- Estratto del testo
+ + + +
La musica faceva queste cose, ma in modo astratto, in definitiva: funzionava per il ragazzo con la chitarra, ma quello senza chitarra era più o meno sempre lo stesso.
Ora capisco che due dei giorni più belli della mia vita sono stati quello in cui ho preso in mano la chitarra e quello in cui ho imparato a posarla. Qualcuno mi ha chiesto: «Come hai fatto a suonare per così tanto tempo?». Ho risposto: «Questa è la parte facile. Smettere è difficile».
Quando hai capito come mettere giù la chitarra?
Abbastanza di recente. Praticamente ero caduto in preda a una frenesia che mi forniva una concentrazione enorme, tanta energia e fuoco, perché nasceva dalla pura paura, dal disprezzo e dall’odio per me stesso. Salivo sul palco ed era difficile fermarmi: ecco perché i miei concerti erano così lunghi. Non duravano tanto perché dietro c’era un’idea o una motivazione. Il fatto era che non potevo fermarmi finché non mi sentivo esaurito, punto. Completamente esaurito.
È buffo, perché per gli altri era una cosa positiva, ma per me entrava in gioco una componente di dipendenza: in pratica, era la mia droga. Così ho iniziato a seguire un percorso graduale per smettere.
Per molto tempo sono riuscito a ignorare la faccenda. Avere 19 anni, essere su un furgone e percorrere il Paese avanti e indietro, e poi averne 25 ed essere in tour con la tua band sono cose perfettamente adatte alla mia personalità. Per questo sono riuscito a fare bene. Ma poi sono arrivato a un’età in cui ho cominciato a sentire la mancanza della mia vita reale, o a capire che c’era un’altra vita da vivere. È stata quasi una sorpresa. Prima pensi di viverla. Hai una serie di fidanzate diverse e a tutte dici: «Cavolo, mi dispiace, ora devo andare». Era come il numero comico di Groucho Marx… è buffo, perché nella mia famiglia è un po’ così e ci ritroviamo spesso in questa situazione: «Salve, sono venuto a dire che mi piacerebbe restare, ma devo proprio andare». E io ero così.
+ + + +
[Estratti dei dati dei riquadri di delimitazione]
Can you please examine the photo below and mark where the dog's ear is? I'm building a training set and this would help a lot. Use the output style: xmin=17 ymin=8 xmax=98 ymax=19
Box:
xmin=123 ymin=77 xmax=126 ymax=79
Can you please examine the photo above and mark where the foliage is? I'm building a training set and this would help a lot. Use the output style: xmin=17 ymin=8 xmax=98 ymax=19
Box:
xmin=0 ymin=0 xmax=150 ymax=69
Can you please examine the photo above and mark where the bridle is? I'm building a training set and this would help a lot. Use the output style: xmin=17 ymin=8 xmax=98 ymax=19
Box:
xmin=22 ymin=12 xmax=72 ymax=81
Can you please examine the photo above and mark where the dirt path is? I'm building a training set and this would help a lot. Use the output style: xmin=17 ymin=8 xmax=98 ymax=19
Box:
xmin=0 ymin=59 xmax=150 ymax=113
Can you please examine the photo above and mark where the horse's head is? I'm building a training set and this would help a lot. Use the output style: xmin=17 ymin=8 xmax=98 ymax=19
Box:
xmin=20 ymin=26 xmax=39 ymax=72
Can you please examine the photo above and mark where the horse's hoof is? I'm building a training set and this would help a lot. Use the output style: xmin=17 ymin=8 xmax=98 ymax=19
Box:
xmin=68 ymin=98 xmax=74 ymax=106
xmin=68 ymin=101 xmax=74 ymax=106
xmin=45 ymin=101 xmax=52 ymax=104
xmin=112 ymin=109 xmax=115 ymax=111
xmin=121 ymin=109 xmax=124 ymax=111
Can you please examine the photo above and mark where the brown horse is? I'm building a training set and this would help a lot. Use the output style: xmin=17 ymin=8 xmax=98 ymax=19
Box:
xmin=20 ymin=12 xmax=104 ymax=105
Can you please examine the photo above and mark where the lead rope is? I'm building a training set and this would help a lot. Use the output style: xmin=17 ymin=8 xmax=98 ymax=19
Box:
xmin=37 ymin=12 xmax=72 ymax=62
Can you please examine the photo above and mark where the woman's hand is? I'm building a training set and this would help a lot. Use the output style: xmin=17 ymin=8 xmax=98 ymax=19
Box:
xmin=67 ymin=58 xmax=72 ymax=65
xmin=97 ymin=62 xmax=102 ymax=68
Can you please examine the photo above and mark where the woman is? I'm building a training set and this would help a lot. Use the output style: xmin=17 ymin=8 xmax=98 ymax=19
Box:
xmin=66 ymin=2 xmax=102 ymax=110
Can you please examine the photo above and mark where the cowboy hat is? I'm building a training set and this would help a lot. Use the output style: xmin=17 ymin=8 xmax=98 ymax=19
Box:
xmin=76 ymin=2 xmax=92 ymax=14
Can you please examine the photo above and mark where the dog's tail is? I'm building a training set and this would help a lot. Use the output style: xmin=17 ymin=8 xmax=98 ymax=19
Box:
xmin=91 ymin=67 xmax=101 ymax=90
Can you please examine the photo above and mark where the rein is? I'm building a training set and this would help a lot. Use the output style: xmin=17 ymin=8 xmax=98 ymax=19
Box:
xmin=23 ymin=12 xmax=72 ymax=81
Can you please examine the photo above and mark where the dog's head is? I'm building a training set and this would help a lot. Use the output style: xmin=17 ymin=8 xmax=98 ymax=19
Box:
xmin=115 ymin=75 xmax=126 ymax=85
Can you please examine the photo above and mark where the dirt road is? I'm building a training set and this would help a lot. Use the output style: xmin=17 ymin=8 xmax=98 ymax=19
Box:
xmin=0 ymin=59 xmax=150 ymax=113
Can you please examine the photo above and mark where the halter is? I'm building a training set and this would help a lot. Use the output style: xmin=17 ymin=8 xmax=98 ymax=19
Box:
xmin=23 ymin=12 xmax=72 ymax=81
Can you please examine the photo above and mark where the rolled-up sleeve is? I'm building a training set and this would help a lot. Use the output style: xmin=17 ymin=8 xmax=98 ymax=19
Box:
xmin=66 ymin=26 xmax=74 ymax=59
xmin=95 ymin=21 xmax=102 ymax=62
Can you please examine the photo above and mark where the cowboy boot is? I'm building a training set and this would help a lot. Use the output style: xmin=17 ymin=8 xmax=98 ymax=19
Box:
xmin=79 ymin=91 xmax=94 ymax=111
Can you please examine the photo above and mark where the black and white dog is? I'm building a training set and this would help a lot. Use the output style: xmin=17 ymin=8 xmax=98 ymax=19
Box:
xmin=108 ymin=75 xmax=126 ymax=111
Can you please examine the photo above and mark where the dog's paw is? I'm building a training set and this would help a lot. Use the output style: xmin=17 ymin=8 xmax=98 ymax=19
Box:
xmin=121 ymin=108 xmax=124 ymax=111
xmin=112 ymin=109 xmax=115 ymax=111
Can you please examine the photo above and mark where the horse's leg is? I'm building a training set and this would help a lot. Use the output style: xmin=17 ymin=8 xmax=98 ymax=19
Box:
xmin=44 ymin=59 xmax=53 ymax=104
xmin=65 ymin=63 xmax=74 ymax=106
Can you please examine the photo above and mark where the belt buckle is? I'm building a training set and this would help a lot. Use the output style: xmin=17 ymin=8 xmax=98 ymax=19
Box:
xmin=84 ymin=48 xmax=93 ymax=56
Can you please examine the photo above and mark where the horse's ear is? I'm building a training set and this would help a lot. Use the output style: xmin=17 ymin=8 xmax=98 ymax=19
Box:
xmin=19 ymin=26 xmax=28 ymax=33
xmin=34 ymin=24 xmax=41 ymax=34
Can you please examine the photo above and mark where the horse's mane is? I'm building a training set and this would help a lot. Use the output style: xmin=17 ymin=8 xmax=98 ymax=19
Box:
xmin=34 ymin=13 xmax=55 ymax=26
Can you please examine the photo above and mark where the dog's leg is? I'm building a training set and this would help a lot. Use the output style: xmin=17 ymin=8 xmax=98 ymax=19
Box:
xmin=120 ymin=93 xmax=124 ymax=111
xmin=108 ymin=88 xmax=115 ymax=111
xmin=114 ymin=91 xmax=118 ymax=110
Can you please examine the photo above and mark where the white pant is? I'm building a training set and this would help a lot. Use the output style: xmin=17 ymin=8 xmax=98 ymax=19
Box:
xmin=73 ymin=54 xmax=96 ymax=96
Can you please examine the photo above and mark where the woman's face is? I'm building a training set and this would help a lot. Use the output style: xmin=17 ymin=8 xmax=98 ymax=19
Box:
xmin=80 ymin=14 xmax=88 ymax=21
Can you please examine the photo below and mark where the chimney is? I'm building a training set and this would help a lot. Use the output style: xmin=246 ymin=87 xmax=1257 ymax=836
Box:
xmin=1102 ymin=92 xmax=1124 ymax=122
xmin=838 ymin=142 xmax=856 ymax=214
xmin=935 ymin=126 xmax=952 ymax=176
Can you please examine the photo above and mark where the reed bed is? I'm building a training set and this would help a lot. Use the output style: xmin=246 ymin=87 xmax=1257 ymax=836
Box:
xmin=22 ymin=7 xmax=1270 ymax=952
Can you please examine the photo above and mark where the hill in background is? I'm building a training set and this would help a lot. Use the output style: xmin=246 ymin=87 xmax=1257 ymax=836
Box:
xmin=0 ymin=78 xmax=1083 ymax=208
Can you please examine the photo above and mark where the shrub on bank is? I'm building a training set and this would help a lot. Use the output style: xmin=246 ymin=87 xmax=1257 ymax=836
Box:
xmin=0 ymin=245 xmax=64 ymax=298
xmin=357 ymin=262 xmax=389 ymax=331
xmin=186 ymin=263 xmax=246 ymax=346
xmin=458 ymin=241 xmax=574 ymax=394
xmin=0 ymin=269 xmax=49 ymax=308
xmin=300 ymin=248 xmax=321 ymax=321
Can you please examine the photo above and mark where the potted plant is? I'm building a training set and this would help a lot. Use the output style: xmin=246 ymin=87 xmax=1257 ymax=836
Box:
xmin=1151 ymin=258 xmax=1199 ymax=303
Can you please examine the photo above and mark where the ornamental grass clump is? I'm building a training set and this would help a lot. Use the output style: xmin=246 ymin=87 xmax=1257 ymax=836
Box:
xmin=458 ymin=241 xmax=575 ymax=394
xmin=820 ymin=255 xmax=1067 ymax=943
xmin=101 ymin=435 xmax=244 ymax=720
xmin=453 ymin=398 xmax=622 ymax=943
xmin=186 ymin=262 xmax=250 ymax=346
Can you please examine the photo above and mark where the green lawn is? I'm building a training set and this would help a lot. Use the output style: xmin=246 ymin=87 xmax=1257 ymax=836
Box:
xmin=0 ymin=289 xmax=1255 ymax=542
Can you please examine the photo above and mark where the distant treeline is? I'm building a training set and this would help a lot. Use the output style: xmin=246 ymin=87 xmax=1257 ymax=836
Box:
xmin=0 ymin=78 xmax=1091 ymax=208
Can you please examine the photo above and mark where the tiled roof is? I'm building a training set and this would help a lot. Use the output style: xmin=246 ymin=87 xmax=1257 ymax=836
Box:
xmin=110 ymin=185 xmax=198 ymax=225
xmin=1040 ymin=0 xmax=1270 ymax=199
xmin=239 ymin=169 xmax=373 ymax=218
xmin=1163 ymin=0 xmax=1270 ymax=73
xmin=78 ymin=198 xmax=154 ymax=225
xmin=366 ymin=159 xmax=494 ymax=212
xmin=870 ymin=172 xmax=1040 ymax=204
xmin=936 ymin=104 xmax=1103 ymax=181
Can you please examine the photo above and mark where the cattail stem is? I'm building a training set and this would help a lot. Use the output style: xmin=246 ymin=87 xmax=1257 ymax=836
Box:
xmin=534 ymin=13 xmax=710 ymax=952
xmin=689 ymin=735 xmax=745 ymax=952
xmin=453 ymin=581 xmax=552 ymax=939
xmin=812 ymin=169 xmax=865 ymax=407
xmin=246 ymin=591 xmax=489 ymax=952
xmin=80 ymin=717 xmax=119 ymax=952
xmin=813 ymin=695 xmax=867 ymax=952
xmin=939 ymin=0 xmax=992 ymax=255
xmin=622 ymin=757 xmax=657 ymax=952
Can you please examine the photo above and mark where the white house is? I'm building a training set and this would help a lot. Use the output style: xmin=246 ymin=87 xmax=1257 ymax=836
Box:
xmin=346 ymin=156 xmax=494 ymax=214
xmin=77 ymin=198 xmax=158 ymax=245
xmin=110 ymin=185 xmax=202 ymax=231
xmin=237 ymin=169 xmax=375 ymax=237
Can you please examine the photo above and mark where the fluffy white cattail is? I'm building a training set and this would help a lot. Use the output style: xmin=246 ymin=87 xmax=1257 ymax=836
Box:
+ + + +
- Compito 1
Spiega, in base all'estratto del testo, perché i concerti di chi parla erano così lunghi.
- Compito 2
Nell'estratto del testo, quali sono due dei giorni più belli della vita di chi parla?
- Compito 3
Scrivi il seguito dell'estratto del testo sulla chitarra e sui concerti, a partire dall'ultima frase riportata.
Le righe sono materiale a sé, distinto dall'estratto del testo.

- Risposta scritta 1
I concerti non duravano tanto per un'idea o una motivazione: chi parla non riusciva a fermarsi finché non si sentiva completamente esaurito. Era preso da una frenesia che nasceva dalla paura, dal disprezzo e dall'odio per se stesso.

- Risposta scritta 2
Il giorno in cui ha preso in mano la chitarra e quello in cui ha imparato a posarla.

- Risposta scritta 3
Da cosa hai capito che ti mancava qualcosa o avevi un problema?
L’infelicità. E altre cose, come per esempio le mie relazioni. Finivano sempre male; non sapevo davvero come avere una storia con una donna. Poi mi chiedevo: «Perché ho tutti questi soldi e non posso spenderli?». Fino agli anni ‘80 non avevo nulla. Quando abbiamo iniziato il tour di The River, avevo circa 20.000 dollari, credo. Quindi, in realtà, intorno al 1983 per la prima volta ho avuto dei soldi in banca. Ma non potevo spenderli, non potevo divertirmi. Così molte cose hanno iniziato a non sembrarmi logiche. Ho capito che c’era un meccanismo aberrante. E non mi sentivo bene. Una volta fuori dal contesto dei tour e del mio lavoro, mi sentivo perso.
Sei mai andato in analisi o hai cercato aiuto per questo problema?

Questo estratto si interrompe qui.